### VORGEGEBENE AUFGABE
Kopiere bitte aus dem Text über die Abschaltung der Braunkohleblöcke wortgetreu den Abschnitt, der mit den Worten „Matthes wäre sicherlich“ beginnt und mit „Stelle falsch verstehen.“ endet.

### ZITIERTE TEXTSTELLE
Matthes wäre sicherlich verwundert, wüßte er von seinem Satz in diesem Kontext. Denn mitnichten sieht das Öko-Institut die Abschaltung von Braunkohle- oder Atomkraftwerken kritisch für die Stromversorgung. Kritisch sieht das Öko-Institut es nur, wenn der Staat gleichzeitig den weiteren Ausbau von EE-Kapazitäten und flexiblen Gaskraftwerken abwürgt (wie es aktuell passiert). Ohne dieses Wissen muß man jedoch das Zitat von Matthes an dieser Stelle falsch verstehen.

Auch das Fazit von Schlandt ist mindestens mißverständlich. Schlandt schreibt:
Welche Kraftwerke ersetzen die vom Netz gehenden Braunkohle-Anlagen?
Die erneuerbaren Energien sind außen vor, denn sie werden unabhängig vom Stromgroßhandel über das Erneuerbare-Energie-Gesetz gefördert. Am Strommarkt werden vom allem Steinkohlekraftwerke davon profitieren, dass die alten Braunkohleblöcke vom Netz gehen. Sie sind die günstigsten Kraftwerke, die die Lücke (sic!) decken können und werden deshalb einspringen, [...]
Das ist so nicht richtig. Richtig ist an dieser Stelle: Die paar Braunkohleblöcke, die Siggi den Energieversorgern mit dem Geld der Steuerzahler jetzt abkauft, werden überhaupt nicht ersetzt. Weder von EE noch von konventionellen Kraftwerken. Denn es gibt überhaupt keine Lücke. Die Kapazität lief bisher am Markt vereinfacht gesagt einfach mit und sorgt(e) u.a. an bestimmten Tagen für die berüchtigten Überkapazitäten im Stromnetz. Insofern ist es auch näher an den Tatsachen, daß die Abschaltung der Braunkohle-Blöcke für mehr Netzstabilität sorgen wird.

Wie gesagt: auch Blogger wie Jakob Schlandt haben schlechte Tage. Daß er es besser kann, zeigt er regelmäßig als Herausgeber unter http://phasenpruefer.info. So soll die kleine Kritik hier ein Ansporn sein für künftige Antworten.

[Eine Reihe von Datensätzen]
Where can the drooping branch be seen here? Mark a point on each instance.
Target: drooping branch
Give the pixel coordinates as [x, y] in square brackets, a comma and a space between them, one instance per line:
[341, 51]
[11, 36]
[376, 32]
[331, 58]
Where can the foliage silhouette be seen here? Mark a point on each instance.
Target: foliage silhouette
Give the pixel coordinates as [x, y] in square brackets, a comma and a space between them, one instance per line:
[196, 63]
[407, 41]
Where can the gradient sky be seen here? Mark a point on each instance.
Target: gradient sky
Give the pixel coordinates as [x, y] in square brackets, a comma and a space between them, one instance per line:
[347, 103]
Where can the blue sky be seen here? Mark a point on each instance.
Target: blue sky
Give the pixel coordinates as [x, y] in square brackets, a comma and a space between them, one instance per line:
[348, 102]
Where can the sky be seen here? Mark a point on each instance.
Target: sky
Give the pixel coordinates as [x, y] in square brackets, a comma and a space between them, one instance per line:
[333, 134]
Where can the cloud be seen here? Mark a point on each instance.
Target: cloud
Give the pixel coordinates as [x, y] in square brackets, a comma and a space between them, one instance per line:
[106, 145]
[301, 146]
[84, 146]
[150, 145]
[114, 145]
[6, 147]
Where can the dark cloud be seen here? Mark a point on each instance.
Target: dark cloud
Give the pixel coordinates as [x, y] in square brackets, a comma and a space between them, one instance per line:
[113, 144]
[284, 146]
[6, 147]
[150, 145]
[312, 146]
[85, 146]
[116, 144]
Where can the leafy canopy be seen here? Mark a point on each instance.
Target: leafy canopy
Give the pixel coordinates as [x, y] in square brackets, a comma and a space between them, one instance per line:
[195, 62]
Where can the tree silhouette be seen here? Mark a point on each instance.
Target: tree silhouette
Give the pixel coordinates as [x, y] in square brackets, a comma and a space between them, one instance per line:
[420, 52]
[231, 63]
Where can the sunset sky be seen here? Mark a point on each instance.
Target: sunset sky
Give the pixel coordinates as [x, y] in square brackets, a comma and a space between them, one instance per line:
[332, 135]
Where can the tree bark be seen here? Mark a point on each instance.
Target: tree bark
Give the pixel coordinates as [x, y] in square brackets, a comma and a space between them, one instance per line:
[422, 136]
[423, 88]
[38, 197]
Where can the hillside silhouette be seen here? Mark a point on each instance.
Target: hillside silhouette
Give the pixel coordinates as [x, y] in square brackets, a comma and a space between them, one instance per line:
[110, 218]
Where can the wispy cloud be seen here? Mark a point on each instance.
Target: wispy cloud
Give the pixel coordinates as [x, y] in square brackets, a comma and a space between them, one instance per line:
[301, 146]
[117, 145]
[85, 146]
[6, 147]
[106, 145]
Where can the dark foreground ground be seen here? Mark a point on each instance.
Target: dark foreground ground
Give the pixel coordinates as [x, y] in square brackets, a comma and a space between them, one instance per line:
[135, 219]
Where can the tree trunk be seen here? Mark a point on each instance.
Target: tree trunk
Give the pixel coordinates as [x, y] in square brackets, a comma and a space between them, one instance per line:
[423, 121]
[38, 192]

### RICHTIGE ANTWORT
Matthes wäre sicherlich verwundert, wüßte er von seinem Satz in diesem Kontext. Denn mitnichten sieht das Öko-Institut die Abschaltung von Braunkohle- oder Atomkraftwerken kritisch für die Stromversorgung. Kritisch sieht das Öko-Institut es nur, wenn der Staat gleichzeitig den weiteren Ausbau von EE-Kapazitäten und flexiblen Gaskraftwerken abwürgt (wie es aktuell passiert). Ohne dieses Wissen muß man jedoch das Zitat von Matthes an dieser Stelle falsch verstehen.